• Cosa fare:
Per favore, riscrivi in forma più breve il paragrafo della recensione che comincia con «Ciao, approdo, se pur con molto ritardo», conservandone i fatti principali.

• Estratto da leggere:
Ciao, approdo, se pur con molto ritardo, a recensire per lo scambio a catena del giardino. Mi stà capitando spesso di leggere nuovi autori, e tu sei una di quelli. Amo questo genere, per cui ho scelto questa storia per iniziare il mio viaggio nei tuoi scritti: devo dire che l'atmosfera malinconica del viaggio accompagnato dalla pioggia, ha creato un atmosfera perfetta. Come perfetto e tutto ciò che ho piacevolemnte scorso con lo sguardo, non sò dirti cosa mi abbia emozionato di più, se la storia con la sua struggente e vivida amarezza, o lo stile "pittorico" con cui, usando le parole, l'hai dipinta ai miei occhi. Entrambi, forse. Non ho nulla da eccepire anzi, ti leggerò ancora perché l'ho adorato dalla prima a ll'ultima riga e spero di ripetere l'esperienza. Complimenti ancora! Tea.

Recensore Master
20/04/18, ore 15:09

Ciao, eccomi per lo scambio dell'ABC.

• Materiale fornito:
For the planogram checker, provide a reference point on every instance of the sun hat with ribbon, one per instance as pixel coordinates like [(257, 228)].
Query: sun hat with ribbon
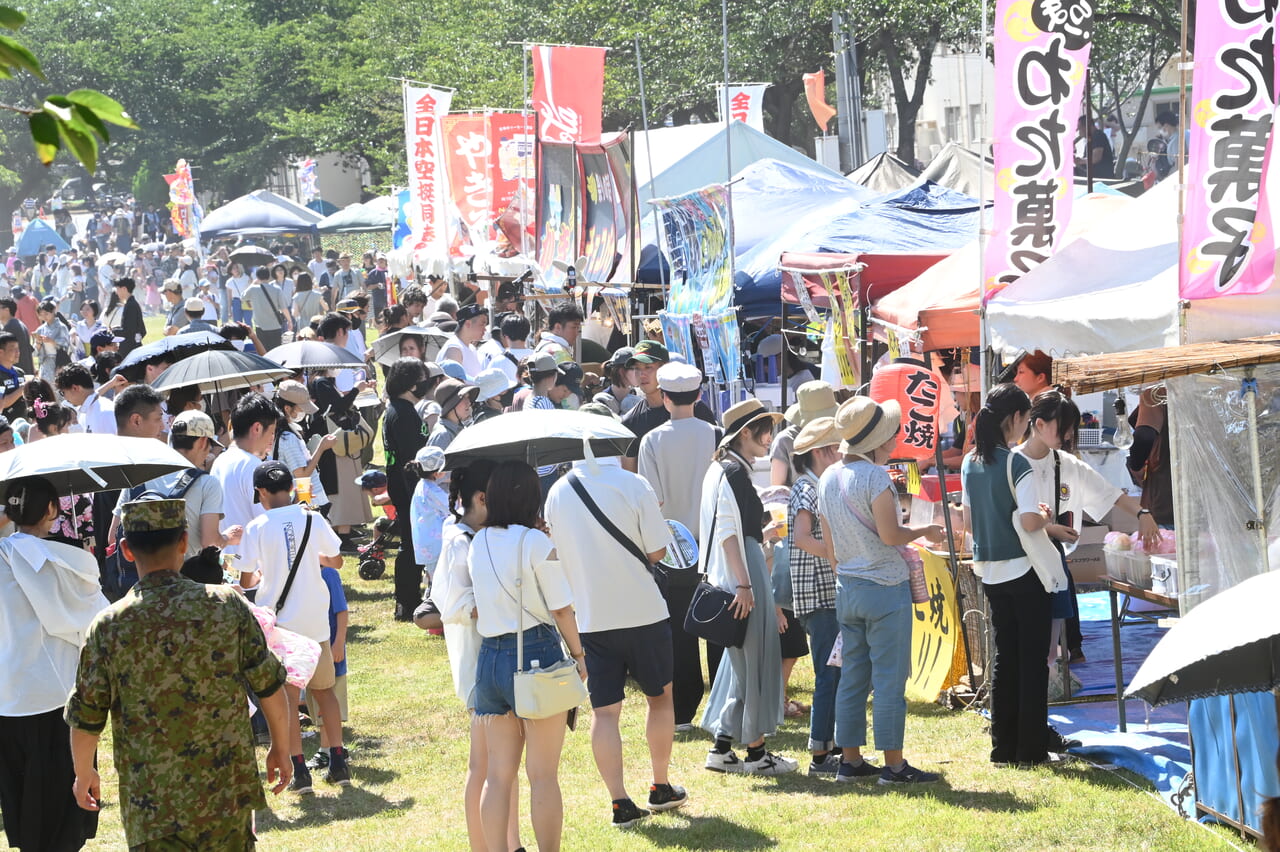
[(814, 399), (743, 415), (865, 425)]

• Risposta attesa:
Tea arriva in ritardo a recensire per lo scambio a catena del giardino. Legge spesso autori nuovi, tra cui l'autrice, e ha scelto questa storia perché ama il genere. Giudica perfetta l'atmosfera malinconica del viaggio sotto la pioggia. Non sa dire se sia stata più emozionante la storia, con la sua amarezza struggente e vivida, o lo stile «pittorico»: forse entrambi. Non ha nulla da obiettare, ha adorato il testo dalla prima all'ultima riga e leggerà ancora l'autrice. Rinnova i complimenti.